# Start of Passage given

Bad Travel Photography

Many people enjoy taking travel photos.  Cumulatively I’ve taken between 5,000 and 10,000 of them on my journeys, and I’ve seen a lot of other people doing the same.  Based on this experience, here are some examples of bad travel photography.

The 1-Hander (also known as the Too Cool for School) – There’s a reason why most people have 2 hands.  If you’re too cool to use them to hold your camera, then you get the blurry photos you deserve.

The Spy – Taking pictures of people without their permission.  This is particularly egregious if they realize that you are doing it and you do it anyway.

The Bad Pad – I understand why people bring their iPad when they travel, but it was not intended to be used in lieu of a camera.

Patrick taking a photo of a couple in Greece with their iPad

The Bad Pad (by request)

The Bandito – Taking photos when doing so is not permitted (often seen in churches).

The “I don’t know what it is, but get a picture of me with it anyhow” – Posing in front of something without knowing what it is.  (Note – this item, The Bad Pad, and The Bandito were also mentioned in my post The Best and Worst Kinds of Tourism.

The Fly-By – If you can’t be bothered to stop walking long enough to take a photo, it can’t be worthwhile.

The Drive-By – If it’s not worth stopping the car for…  See The Fly-By.

Patrick taking a photo through the window while driving the motorhome

The Drive-By   (Do not attempt this yourself.  Professional driver on a closed course)

The Hold Out — Holding the camera with outstretched arms or high above ones’ head when it isn’t required.  Use the view finder or put your reading glasses on!  Worse when combined with The 1-Hander.

Patrick taking a picture of some Greek ruins holding the carmera with outstreched arms

The Hold Out

The Reach Around – Reaching over or worse around someone else (yes, I’ve seen it) to get a photo rather than waiting for them to move.

The Mosh Pit  – Taking a picture when the background or foreground is polluted with other tourists, especially if they’re in a position to partially block the subject.

# End of Passage given
# Start of Dataset

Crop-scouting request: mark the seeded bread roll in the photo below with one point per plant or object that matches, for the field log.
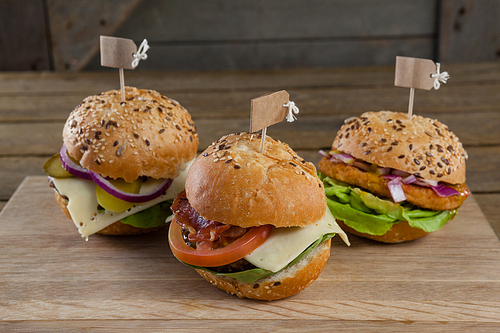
(419, 146)
(147, 135)
(283, 284)
(233, 183)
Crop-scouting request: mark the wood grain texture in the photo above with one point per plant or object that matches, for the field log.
(446, 281)
(23, 36)
(469, 30)
(244, 325)
(222, 20)
(76, 25)
(280, 54)
(488, 202)
(59, 84)
(201, 35)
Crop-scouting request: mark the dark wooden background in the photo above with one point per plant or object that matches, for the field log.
(63, 35)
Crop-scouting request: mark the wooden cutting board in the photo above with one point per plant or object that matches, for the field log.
(50, 279)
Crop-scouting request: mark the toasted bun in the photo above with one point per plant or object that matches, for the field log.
(116, 228)
(283, 284)
(233, 183)
(147, 135)
(420, 146)
(400, 232)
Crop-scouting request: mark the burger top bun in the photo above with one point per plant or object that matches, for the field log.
(233, 183)
(147, 135)
(420, 146)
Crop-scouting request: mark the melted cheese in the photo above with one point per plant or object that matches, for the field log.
(285, 244)
(82, 204)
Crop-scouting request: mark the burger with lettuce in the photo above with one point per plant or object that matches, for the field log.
(122, 162)
(253, 224)
(394, 179)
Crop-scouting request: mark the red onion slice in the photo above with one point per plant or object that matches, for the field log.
(130, 197)
(445, 191)
(382, 171)
(72, 167)
(396, 190)
(410, 179)
(362, 165)
(322, 153)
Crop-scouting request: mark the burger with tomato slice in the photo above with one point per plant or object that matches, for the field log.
(122, 162)
(253, 224)
(394, 179)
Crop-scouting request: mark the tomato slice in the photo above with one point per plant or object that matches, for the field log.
(208, 257)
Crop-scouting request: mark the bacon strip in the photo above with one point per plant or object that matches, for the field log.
(203, 231)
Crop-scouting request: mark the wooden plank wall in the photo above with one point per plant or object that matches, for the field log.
(222, 34)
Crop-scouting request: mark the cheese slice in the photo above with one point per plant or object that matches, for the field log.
(285, 244)
(82, 204)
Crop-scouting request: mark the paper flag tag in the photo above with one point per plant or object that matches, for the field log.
(117, 52)
(414, 73)
(268, 110)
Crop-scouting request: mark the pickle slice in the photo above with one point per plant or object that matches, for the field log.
(53, 167)
(113, 204)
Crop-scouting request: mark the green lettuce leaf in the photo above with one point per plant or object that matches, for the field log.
(370, 214)
(254, 274)
(151, 217)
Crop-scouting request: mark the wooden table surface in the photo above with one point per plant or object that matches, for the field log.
(34, 106)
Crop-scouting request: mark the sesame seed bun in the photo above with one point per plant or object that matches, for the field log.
(283, 284)
(419, 145)
(147, 135)
(233, 183)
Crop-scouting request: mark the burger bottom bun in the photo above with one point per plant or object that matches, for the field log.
(283, 284)
(117, 229)
(400, 232)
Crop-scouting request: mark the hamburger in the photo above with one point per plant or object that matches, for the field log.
(253, 224)
(394, 179)
(122, 162)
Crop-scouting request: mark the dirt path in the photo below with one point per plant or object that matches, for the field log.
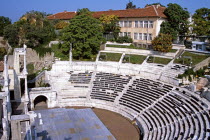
(119, 126)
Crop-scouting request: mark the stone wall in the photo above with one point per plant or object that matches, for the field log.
(39, 62)
(202, 64)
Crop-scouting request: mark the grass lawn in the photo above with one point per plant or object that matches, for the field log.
(173, 50)
(124, 46)
(110, 56)
(158, 60)
(135, 59)
(196, 58)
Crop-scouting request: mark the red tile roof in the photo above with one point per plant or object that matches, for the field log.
(148, 11)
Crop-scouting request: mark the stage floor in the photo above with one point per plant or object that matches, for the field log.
(70, 124)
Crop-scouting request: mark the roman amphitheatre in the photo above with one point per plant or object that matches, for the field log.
(103, 100)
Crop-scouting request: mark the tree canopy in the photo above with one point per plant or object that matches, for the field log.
(201, 20)
(110, 24)
(162, 43)
(33, 29)
(130, 5)
(85, 33)
(155, 4)
(4, 21)
(177, 20)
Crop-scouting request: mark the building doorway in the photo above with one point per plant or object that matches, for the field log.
(40, 103)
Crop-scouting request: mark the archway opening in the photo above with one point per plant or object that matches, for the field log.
(40, 102)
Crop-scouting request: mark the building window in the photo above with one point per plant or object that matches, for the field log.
(136, 24)
(145, 24)
(150, 37)
(145, 36)
(141, 24)
(150, 24)
(130, 23)
(135, 36)
(121, 23)
(140, 36)
(129, 34)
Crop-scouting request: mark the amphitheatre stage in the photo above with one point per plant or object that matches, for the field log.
(70, 124)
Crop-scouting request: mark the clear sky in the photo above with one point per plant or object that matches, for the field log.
(14, 9)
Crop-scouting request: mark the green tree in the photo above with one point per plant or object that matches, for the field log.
(85, 33)
(177, 23)
(201, 20)
(4, 21)
(110, 24)
(156, 4)
(11, 34)
(130, 5)
(162, 43)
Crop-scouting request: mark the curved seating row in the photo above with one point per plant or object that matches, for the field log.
(80, 78)
(107, 86)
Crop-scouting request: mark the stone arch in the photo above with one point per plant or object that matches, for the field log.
(40, 102)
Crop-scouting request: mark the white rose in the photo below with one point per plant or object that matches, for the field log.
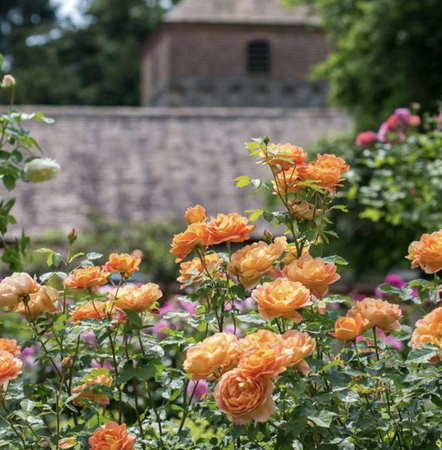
(8, 81)
(41, 170)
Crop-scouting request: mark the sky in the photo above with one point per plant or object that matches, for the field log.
(69, 8)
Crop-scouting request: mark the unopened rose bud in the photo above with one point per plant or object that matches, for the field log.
(267, 237)
(40, 170)
(44, 443)
(72, 236)
(8, 81)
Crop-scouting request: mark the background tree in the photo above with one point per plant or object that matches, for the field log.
(95, 63)
(386, 54)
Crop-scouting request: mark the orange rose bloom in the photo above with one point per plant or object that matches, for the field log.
(427, 253)
(287, 181)
(194, 270)
(330, 160)
(137, 299)
(349, 328)
(379, 313)
(9, 367)
(88, 391)
(212, 357)
(184, 243)
(313, 273)
(42, 301)
(325, 172)
(253, 261)
(195, 214)
(281, 298)
(90, 310)
(244, 398)
(302, 345)
(229, 228)
(264, 354)
(87, 277)
(283, 155)
(15, 287)
(10, 346)
(123, 263)
(429, 331)
(112, 437)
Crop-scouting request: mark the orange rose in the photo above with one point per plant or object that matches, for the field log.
(112, 437)
(427, 253)
(90, 310)
(284, 156)
(325, 172)
(184, 243)
(123, 263)
(253, 261)
(349, 328)
(330, 160)
(379, 313)
(195, 214)
(193, 271)
(264, 354)
(313, 273)
(90, 391)
(212, 357)
(42, 301)
(9, 367)
(15, 287)
(302, 345)
(244, 398)
(137, 299)
(229, 228)
(281, 298)
(429, 331)
(10, 346)
(287, 181)
(87, 278)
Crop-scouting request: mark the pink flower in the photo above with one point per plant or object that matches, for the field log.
(95, 364)
(365, 139)
(403, 115)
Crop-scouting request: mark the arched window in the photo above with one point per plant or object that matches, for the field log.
(258, 57)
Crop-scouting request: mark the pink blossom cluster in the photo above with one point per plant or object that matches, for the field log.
(391, 131)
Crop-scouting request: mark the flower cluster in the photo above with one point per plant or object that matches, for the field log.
(392, 131)
(245, 369)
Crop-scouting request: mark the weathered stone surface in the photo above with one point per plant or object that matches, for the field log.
(149, 163)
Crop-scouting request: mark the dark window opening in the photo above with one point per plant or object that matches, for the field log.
(258, 57)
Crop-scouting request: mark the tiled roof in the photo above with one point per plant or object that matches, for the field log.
(272, 12)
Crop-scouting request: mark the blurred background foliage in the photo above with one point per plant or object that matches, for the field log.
(150, 240)
(385, 53)
(95, 62)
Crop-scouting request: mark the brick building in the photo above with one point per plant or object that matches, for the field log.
(234, 53)
(207, 73)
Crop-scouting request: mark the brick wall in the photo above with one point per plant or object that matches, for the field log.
(146, 163)
(209, 60)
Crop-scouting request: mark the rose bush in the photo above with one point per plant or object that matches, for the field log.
(256, 352)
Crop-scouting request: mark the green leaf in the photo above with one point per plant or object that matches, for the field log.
(323, 419)
(421, 355)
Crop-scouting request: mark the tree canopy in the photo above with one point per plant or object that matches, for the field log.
(386, 54)
(97, 63)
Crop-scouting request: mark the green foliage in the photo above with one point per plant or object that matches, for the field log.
(152, 239)
(17, 150)
(93, 63)
(384, 53)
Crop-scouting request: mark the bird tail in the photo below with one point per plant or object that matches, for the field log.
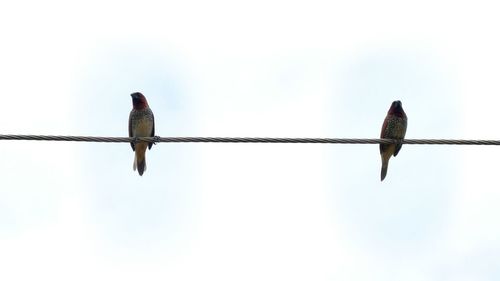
(140, 159)
(385, 165)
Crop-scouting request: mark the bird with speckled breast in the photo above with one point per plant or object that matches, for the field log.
(141, 123)
(394, 127)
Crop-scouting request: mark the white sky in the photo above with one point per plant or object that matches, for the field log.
(239, 211)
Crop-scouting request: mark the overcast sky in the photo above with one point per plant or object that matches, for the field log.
(269, 68)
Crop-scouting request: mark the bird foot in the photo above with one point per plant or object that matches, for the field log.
(156, 139)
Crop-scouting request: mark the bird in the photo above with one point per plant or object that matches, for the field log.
(394, 127)
(141, 123)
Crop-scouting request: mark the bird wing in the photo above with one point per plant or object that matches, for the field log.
(152, 131)
(130, 130)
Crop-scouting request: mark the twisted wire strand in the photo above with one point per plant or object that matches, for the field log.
(250, 140)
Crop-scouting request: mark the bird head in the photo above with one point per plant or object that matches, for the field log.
(397, 109)
(139, 100)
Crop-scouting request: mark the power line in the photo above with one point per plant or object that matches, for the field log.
(250, 140)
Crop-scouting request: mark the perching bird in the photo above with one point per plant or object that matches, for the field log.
(394, 127)
(141, 123)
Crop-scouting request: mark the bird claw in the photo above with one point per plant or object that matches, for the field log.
(156, 139)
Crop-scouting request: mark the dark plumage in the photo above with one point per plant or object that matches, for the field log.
(394, 127)
(141, 123)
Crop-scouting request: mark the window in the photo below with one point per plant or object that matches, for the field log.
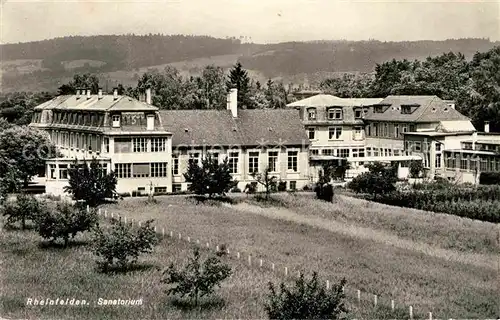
(160, 189)
(140, 170)
(335, 114)
(311, 114)
(334, 133)
(123, 170)
(405, 109)
(139, 144)
(158, 144)
(463, 163)
(327, 152)
(253, 162)
(106, 145)
(195, 156)
(63, 171)
(273, 160)
(357, 113)
(312, 133)
(344, 153)
(418, 146)
(175, 164)
(438, 161)
(292, 160)
(158, 169)
(116, 121)
(233, 161)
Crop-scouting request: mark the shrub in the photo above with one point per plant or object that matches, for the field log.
(197, 279)
(121, 246)
(212, 177)
(25, 207)
(282, 186)
(65, 222)
(308, 299)
(489, 178)
(90, 183)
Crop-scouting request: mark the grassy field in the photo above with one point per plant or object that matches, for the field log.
(439, 263)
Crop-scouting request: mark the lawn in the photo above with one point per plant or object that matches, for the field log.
(438, 263)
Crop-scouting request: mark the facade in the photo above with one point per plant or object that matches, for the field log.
(149, 149)
(389, 130)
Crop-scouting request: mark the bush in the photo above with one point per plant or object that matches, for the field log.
(282, 186)
(489, 178)
(197, 279)
(306, 300)
(121, 246)
(65, 222)
(25, 207)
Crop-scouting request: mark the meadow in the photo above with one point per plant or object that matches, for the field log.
(436, 263)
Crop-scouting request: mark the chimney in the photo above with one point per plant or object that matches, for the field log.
(150, 122)
(232, 102)
(148, 95)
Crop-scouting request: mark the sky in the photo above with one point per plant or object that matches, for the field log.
(261, 21)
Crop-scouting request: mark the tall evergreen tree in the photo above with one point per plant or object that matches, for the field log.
(239, 79)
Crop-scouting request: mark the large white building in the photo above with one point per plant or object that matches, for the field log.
(149, 149)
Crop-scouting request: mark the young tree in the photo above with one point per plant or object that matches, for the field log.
(212, 177)
(269, 182)
(307, 299)
(121, 245)
(239, 79)
(380, 179)
(65, 222)
(23, 150)
(197, 279)
(90, 183)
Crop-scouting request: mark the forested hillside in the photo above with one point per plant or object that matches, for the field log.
(45, 65)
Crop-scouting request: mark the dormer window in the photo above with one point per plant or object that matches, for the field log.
(335, 114)
(311, 114)
(116, 120)
(357, 113)
(405, 109)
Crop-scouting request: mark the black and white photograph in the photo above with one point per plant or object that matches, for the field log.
(249, 159)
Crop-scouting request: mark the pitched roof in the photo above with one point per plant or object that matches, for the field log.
(218, 127)
(430, 109)
(321, 100)
(105, 103)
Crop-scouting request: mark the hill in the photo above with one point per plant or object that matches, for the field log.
(45, 65)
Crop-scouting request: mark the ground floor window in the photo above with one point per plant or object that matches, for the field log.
(158, 169)
(123, 170)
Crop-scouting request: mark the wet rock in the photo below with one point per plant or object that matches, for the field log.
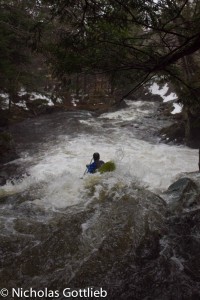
(183, 194)
(7, 148)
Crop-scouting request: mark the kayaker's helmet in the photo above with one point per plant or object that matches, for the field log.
(96, 156)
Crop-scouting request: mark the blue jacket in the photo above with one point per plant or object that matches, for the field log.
(94, 166)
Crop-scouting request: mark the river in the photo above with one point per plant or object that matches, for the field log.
(63, 229)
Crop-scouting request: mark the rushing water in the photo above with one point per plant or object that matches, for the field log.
(61, 228)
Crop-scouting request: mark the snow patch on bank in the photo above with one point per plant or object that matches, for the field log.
(156, 90)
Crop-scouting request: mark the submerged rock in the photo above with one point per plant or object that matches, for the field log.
(184, 193)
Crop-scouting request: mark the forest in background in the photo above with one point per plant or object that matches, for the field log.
(100, 51)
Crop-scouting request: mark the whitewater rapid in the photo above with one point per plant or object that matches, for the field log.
(54, 174)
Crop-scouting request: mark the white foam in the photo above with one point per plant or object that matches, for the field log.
(55, 174)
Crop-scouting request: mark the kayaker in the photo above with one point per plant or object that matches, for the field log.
(97, 163)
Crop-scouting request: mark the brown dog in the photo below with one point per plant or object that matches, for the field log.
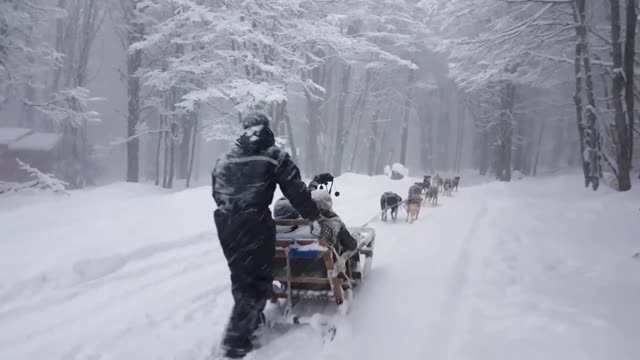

# End of Dataset

Directions - Write what comes next in the piece on bad travel photography, starting after its last sentence. Nothing in the listing is needed here.

Result for this exercise -
Photo of Lion Gate at Mycenae with tourists in the foreground

The Mosh Pit (Lion Gate at Mycenae, Greece)

The “I’m more important than posterity”  — Using a flash when it is not permitted, something done to help preserve paintings or other priceless bits of antiquity.

The Smart Ass – Taking photos with a smart phone rather than bringing an actual camera.  A bit sleazier if this is being done to avoid paying the extra fee that some sites charge to take pictures (even though I don’t agree with this practice to wring more money out of visitors).

Patrick taking a picture with an iPhone

The Smart Ass

The “I’m on the case” – Taking photos with your smart phone or iPad while the case is hanging down below it, making it more intrusive.

The Narcissist – Taking a photo of myself (or my group) with an outstretched hand.

Patrick taking a picture of himself with outstreched arm

The Narcissist

The Monopoly — Standing to stop and review my photos or do anything else while I’m blocking the only access to something that everyone else wants to take pictures of.

The Busy Bee — Spending all your time running around taking photos of everything rather than experiencing the place.

The Cheese Any silly pose, but especially bad if you’re mimicking something in the background.

Patrick posing in an awkward pose to mimic the brightly coloured Thai statues in the background

The Cheese

The Loss of Perspective – Posing in such a way as to appear to be interacting with the background.

Diane appearing to be holding up the Leaning Tower of Pisa

The Loss of Perspective

I do try to refrain from these practices but I have been guilty of all of the above at one point or another (even The Bad Pad, but only at the request of others since I don’t own an iPad).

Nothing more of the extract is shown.